▶ _Source document_
Along with conservation, another major priority for the government in recent years has been economic development. Since 2000, the gross domestic product in the Republic of Congo has risen from just over $1,000 to more than $3,100 per person in 2014, according to the World Bank. (However, GDP per capita dropped below $2,000 in 2015 for the first time since 2005.)
Until recently, the Republic of Congo also benefited from its oil reserves. But the precipitous global drop in the price of crude oil prices since 2014 led Congo’s leaders to search for other revenue streams. They began to shift the country’s economic focus away from oil and toward minerals such as gold, iron and diamonds, building on the 2009 economic diversification project known as the Path Forward, known in French as “Le Chemin d’Avenir.” The Republic also earmarked 2 million hectares for logging concessions in early 2016.
To pave the way for mining, the Ministry of Mines and Energy simplified “government procedures,” for new ventures, according to a 2014 article in the online publication, the Worldfolio. According to the report, the government eased restrictions on procedures, “especially those connected to the granting of mining permits, lowering taxes and increasing transparency have created a favorable base for the development of a strong mining industry – something that the nation has long been awaiting.”

▶ _Task statement_
Please copy word for word the part of the passage on the Republic of Congo's economy that begins at the words "Along with conservation, another" and stops after "in early 2016.".

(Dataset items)
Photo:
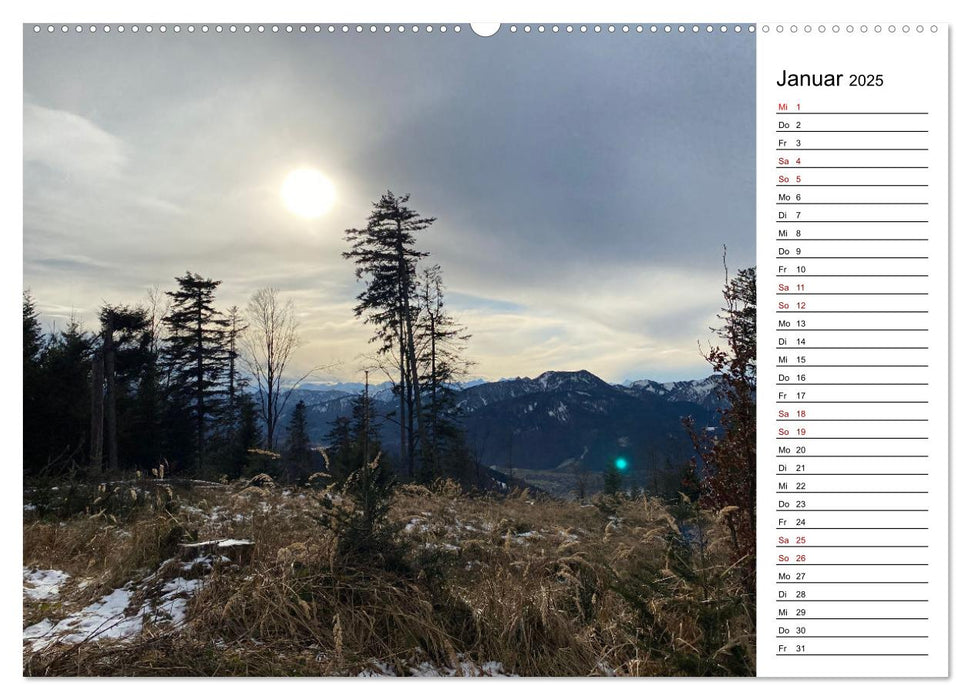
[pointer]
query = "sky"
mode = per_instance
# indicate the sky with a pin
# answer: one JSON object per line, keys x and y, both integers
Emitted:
{"x": 583, "y": 185}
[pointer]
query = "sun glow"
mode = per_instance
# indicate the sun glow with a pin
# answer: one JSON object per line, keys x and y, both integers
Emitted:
{"x": 308, "y": 193}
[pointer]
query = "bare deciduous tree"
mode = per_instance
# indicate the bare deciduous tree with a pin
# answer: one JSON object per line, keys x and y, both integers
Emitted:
{"x": 268, "y": 346}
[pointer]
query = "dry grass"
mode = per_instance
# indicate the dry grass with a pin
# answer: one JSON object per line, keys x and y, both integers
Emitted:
{"x": 543, "y": 587}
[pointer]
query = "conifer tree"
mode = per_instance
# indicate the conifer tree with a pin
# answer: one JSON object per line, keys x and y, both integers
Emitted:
{"x": 296, "y": 454}
{"x": 613, "y": 480}
{"x": 441, "y": 342}
{"x": 195, "y": 354}
{"x": 385, "y": 257}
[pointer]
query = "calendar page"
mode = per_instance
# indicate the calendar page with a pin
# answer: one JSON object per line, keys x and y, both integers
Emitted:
{"x": 525, "y": 349}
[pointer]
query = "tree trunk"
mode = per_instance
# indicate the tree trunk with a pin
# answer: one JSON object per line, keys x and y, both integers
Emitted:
{"x": 200, "y": 386}
{"x": 111, "y": 414}
{"x": 97, "y": 412}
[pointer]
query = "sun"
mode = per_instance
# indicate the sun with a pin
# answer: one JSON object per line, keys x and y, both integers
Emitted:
{"x": 308, "y": 193}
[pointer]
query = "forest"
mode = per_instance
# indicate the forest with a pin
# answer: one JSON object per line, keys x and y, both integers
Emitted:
{"x": 176, "y": 524}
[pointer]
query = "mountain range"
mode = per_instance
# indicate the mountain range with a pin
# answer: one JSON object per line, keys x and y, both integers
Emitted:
{"x": 549, "y": 422}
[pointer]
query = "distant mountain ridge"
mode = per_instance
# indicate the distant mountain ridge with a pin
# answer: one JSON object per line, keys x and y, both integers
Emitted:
{"x": 550, "y": 420}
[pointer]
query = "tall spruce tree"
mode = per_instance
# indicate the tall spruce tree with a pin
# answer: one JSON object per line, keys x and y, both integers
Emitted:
{"x": 441, "y": 342}
{"x": 297, "y": 462}
{"x": 65, "y": 411}
{"x": 195, "y": 354}
{"x": 33, "y": 385}
{"x": 728, "y": 460}
{"x": 385, "y": 257}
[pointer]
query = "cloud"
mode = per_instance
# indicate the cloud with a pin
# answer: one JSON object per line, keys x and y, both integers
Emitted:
{"x": 583, "y": 192}
{"x": 70, "y": 145}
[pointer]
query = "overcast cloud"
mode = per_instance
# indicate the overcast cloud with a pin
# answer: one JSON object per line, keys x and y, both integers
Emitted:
{"x": 583, "y": 184}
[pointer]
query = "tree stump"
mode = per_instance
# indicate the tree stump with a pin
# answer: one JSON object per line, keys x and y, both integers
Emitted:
{"x": 236, "y": 551}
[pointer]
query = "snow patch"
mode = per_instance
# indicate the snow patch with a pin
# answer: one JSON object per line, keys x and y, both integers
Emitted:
{"x": 43, "y": 584}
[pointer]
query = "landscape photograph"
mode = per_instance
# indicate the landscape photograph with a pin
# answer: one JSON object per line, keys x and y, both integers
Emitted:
{"x": 393, "y": 350}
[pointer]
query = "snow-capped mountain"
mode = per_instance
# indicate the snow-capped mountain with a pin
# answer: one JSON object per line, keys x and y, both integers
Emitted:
{"x": 542, "y": 422}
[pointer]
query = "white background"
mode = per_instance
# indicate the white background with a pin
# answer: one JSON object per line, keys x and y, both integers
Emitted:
{"x": 439, "y": 11}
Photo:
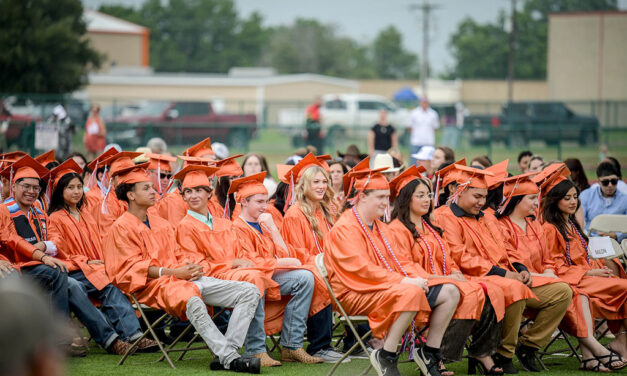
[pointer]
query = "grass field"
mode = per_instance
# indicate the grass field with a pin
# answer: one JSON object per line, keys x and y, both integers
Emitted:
{"x": 98, "y": 363}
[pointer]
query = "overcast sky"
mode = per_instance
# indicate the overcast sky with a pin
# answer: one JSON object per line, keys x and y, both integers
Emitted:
{"x": 363, "y": 20}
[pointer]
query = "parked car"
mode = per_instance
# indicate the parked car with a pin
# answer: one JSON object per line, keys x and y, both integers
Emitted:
{"x": 521, "y": 122}
{"x": 182, "y": 122}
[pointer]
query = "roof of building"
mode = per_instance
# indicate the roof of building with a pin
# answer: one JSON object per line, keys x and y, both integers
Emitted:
{"x": 103, "y": 23}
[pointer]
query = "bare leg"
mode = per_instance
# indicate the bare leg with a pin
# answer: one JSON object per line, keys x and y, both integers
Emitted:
{"x": 441, "y": 314}
{"x": 394, "y": 335}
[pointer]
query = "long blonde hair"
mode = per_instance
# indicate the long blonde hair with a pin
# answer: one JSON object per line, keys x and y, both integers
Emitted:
{"x": 303, "y": 192}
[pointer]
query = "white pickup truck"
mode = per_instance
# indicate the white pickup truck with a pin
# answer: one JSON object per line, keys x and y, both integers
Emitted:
{"x": 350, "y": 115}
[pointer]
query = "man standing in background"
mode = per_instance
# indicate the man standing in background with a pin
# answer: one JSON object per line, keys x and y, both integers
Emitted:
{"x": 423, "y": 123}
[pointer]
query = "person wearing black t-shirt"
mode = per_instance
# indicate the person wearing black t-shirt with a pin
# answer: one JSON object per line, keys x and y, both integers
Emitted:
{"x": 382, "y": 136}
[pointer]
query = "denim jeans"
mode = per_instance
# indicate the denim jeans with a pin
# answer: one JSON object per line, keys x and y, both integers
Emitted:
{"x": 320, "y": 330}
{"x": 115, "y": 307}
{"x": 54, "y": 282}
{"x": 87, "y": 313}
{"x": 242, "y": 296}
{"x": 299, "y": 284}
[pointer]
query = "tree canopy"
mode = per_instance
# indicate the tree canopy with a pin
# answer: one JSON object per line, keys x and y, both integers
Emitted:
{"x": 43, "y": 46}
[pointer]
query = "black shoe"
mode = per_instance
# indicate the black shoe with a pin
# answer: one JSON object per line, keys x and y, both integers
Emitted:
{"x": 246, "y": 364}
{"x": 216, "y": 365}
{"x": 428, "y": 362}
{"x": 505, "y": 363}
{"x": 527, "y": 357}
{"x": 385, "y": 366}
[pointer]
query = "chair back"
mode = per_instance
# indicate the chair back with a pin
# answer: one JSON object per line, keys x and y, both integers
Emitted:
{"x": 609, "y": 223}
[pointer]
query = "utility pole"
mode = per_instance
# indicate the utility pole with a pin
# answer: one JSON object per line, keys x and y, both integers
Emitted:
{"x": 511, "y": 54}
{"x": 426, "y": 9}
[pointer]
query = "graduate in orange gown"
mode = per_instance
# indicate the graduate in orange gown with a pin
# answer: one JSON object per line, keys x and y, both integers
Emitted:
{"x": 210, "y": 241}
{"x": 141, "y": 257}
{"x": 600, "y": 283}
{"x": 416, "y": 234}
{"x": 263, "y": 244}
{"x": 477, "y": 246}
{"x": 371, "y": 277}
{"x": 305, "y": 225}
{"x": 75, "y": 234}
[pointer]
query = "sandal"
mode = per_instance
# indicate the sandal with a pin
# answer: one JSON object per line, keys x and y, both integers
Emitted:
{"x": 443, "y": 371}
{"x": 596, "y": 368}
{"x": 613, "y": 357}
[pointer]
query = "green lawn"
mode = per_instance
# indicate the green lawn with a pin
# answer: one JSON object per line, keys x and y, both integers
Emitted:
{"x": 98, "y": 363}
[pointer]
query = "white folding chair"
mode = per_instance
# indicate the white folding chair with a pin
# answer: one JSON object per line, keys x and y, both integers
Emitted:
{"x": 350, "y": 320}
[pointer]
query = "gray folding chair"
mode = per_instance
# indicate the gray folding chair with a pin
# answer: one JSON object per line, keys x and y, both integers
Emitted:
{"x": 344, "y": 317}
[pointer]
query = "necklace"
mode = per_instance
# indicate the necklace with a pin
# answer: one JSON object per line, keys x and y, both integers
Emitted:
{"x": 431, "y": 260}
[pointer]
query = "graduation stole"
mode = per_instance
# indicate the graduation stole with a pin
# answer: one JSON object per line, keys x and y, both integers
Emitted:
{"x": 482, "y": 246}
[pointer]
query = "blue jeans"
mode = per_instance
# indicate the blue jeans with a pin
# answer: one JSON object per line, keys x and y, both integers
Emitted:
{"x": 299, "y": 284}
{"x": 320, "y": 330}
{"x": 94, "y": 320}
{"x": 54, "y": 282}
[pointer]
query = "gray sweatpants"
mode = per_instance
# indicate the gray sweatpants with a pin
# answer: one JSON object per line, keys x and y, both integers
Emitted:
{"x": 243, "y": 297}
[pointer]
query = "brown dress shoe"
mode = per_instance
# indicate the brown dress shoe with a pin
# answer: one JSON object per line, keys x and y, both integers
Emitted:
{"x": 120, "y": 347}
{"x": 266, "y": 360}
{"x": 299, "y": 355}
{"x": 147, "y": 345}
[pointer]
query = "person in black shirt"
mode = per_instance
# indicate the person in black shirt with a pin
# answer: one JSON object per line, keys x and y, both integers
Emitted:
{"x": 382, "y": 136}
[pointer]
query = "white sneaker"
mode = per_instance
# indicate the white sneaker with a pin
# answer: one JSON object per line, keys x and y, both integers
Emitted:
{"x": 330, "y": 356}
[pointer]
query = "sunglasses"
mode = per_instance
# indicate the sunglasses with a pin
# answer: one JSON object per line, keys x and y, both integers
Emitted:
{"x": 607, "y": 182}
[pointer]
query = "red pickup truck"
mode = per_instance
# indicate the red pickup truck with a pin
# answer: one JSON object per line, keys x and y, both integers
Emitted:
{"x": 181, "y": 123}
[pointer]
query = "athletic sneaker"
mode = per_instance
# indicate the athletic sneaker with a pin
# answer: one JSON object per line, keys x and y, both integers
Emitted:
{"x": 385, "y": 366}
{"x": 330, "y": 355}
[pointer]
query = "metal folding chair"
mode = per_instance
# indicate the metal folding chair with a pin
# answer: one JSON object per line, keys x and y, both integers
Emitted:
{"x": 349, "y": 320}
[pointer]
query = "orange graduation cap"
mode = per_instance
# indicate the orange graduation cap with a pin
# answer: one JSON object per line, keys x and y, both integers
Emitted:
{"x": 67, "y": 167}
{"x": 201, "y": 149}
{"x": 195, "y": 176}
{"x": 406, "y": 177}
{"x": 160, "y": 162}
{"x": 25, "y": 167}
{"x": 46, "y": 157}
{"x": 364, "y": 164}
{"x": 133, "y": 174}
{"x": 229, "y": 167}
{"x": 500, "y": 174}
{"x": 120, "y": 161}
{"x": 469, "y": 177}
{"x": 96, "y": 163}
{"x": 518, "y": 185}
{"x": 248, "y": 186}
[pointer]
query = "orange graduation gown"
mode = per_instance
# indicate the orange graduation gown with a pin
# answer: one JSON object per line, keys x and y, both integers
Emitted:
{"x": 297, "y": 231}
{"x": 477, "y": 245}
{"x": 362, "y": 281}
{"x": 607, "y": 295}
{"x": 130, "y": 248}
{"x": 260, "y": 248}
{"x": 472, "y": 296}
{"x": 78, "y": 241}
{"x": 12, "y": 246}
{"x": 215, "y": 249}
{"x": 529, "y": 248}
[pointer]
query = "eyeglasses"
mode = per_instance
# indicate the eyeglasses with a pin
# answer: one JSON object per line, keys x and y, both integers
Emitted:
{"x": 28, "y": 188}
{"x": 422, "y": 196}
{"x": 606, "y": 182}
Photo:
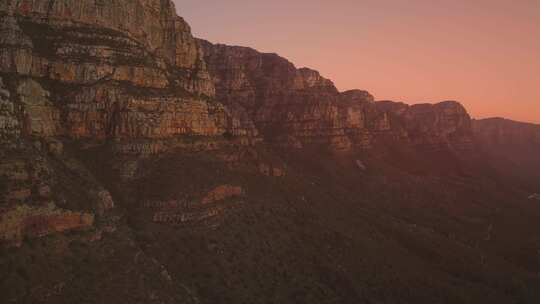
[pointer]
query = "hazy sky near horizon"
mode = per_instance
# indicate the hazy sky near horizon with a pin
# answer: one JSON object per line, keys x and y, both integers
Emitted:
{"x": 483, "y": 53}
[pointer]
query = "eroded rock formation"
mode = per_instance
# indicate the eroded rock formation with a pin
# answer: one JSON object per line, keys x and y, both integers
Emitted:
{"x": 297, "y": 107}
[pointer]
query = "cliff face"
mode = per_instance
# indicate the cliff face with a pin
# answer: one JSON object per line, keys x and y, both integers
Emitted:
{"x": 115, "y": 69}
{"x": 298, "y": 107}
{"x": 504, "y": 132}
{"x": 131, "y": 153}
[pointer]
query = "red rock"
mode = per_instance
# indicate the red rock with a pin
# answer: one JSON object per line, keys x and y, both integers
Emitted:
{"x": 221, "y": 193}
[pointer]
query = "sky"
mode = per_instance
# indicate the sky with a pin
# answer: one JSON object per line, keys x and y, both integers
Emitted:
{"x": 482, "y": 53}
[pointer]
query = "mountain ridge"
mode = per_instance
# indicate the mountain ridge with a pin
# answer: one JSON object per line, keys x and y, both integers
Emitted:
{"x": 141, "y": 165}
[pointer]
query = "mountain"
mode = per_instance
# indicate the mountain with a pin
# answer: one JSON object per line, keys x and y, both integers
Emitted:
{"x": 143, "y": 165}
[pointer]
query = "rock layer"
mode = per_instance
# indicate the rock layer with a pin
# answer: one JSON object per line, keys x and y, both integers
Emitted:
{"x": 298, "y": 107}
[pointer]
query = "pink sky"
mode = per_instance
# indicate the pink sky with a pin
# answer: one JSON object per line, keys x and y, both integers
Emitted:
{"x": 483, "y": 53}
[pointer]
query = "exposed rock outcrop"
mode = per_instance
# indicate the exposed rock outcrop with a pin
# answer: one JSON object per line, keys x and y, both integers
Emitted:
{"x": 29, "y": 222}
{"x": 499, "y": 131}
{"x": 297, "y": 107}
{"x": 125, "y": 69}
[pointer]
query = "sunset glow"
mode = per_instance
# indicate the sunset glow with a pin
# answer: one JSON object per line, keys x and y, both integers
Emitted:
{"x": 482, "y": 53}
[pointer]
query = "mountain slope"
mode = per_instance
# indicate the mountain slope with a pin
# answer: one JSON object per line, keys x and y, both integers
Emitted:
{"x": 140, "y": 164}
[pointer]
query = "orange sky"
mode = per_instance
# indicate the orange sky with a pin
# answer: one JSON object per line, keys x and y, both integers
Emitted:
{"x": 483, "y": 53}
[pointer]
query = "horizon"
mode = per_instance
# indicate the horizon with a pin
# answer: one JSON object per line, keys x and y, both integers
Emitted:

▶ _Exercise response_
Along with conservation, another major priority for the government in recent years has been economic development. Since 2000, the gross domestic product in the Republic of Congo has risen from just over $1,000 to more than $3,100 per person in 2014, according to the World Bank. (However, GDP per capita dropped below $2,000 in 2015 for the first time since 2005.)
Until recently, the Republic of Congo also benefited from its oil reserves. But the precipitous global drop in the price of crude oil prices since 2014 led Congo’s leaders to search for other revenue streams. They began to shift the country’s economic focus away from oil and toward minerals such as gold, iron and diamonds, building on the 2009 economic diversification project known as the Path Forward, known in French as “Le Chemin d’Avenir.” The Republic also earmarked 2 million hectares for logging concessions in early 2016.